▸ **Your objective**
Check every line of the entries that follow, and copy the ones containing "query".

(Referring expression data)
--

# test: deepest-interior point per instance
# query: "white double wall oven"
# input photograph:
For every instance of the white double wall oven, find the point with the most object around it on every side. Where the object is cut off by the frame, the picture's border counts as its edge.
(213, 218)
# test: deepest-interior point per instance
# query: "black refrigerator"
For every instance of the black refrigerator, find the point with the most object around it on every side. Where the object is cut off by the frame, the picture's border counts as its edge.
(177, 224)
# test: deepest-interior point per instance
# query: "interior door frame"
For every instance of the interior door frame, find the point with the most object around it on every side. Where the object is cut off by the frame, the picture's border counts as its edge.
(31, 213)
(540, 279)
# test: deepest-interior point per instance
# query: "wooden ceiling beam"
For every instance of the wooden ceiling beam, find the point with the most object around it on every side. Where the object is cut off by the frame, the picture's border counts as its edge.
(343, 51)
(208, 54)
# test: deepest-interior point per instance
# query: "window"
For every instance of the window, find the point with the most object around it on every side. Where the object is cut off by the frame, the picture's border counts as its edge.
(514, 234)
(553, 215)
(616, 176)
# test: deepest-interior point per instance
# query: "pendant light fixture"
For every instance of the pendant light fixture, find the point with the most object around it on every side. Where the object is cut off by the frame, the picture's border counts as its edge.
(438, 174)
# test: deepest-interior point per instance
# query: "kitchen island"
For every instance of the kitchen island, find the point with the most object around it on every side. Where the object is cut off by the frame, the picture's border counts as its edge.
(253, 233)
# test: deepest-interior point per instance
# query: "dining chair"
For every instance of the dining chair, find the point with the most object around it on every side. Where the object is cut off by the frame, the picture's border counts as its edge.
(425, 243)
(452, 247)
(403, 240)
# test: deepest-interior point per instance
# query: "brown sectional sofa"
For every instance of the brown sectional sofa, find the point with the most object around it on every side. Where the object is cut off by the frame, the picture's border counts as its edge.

--

▸ **Your solution**
# query: "white double wall oven"
# query: "black refrigerator"
# query: "interior door frame"
# query: "wooden ceiling beam"
# query: "window"
# query: "pendant light fixture"
# query: "kitchen island"
# query: "dining chair"
# query: "brown sectional sofa"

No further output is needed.